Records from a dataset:
------------------------------

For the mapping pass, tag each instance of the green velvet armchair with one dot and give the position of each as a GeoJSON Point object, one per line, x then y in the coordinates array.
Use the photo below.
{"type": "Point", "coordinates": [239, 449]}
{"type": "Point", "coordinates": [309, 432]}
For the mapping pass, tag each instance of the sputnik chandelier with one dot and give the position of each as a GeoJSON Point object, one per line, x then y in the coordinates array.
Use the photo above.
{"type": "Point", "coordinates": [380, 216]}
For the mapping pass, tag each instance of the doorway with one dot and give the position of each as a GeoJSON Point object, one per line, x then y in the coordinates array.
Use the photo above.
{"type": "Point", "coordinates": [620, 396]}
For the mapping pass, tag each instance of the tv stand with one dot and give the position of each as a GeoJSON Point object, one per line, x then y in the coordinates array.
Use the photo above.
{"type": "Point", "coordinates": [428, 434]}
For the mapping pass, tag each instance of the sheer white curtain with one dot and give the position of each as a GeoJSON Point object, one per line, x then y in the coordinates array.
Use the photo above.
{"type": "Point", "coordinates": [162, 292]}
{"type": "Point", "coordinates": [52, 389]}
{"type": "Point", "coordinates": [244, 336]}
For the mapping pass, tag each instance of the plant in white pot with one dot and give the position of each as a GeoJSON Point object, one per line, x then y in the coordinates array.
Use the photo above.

------------------------------

**WHAT THE TASK ASKS:**
For the word "array", show every line of the entries that holds it.

**SOLVED EXERCISE:**
For the mapping pass, tag each instance of the green velvet armchair with one dot and give the position of each as a GeoJSON Point object, one per line, x then y in the coordinates array.
For the mapping pass, tag each instance of the sputnik chandelier with one dot and give the position of each as a GeoJSON Point object, one per line, x then y in the coordinates array.
For the mapping pass, tag each instance of the doorway with one dot and give the position of each as a GeoJSON Point object, one per line, x then y in the coordinates array.
For the mapping pass, tag each instance of the tv stand with one dot and give the position of each as a GeoJSON Point object, one per line, x then y in the coordinates array.
For the mapping pass, tag each instance of the sheer white curtain with one dot and give the position of each as a GeoJSON Point object, one per line, x then y in the coordinates array.
For the mapping pass, tag each instance of the plant in white pot with one dot and give the position of each as a GeoJSON Point object, one per line, x then y in the coordinates array.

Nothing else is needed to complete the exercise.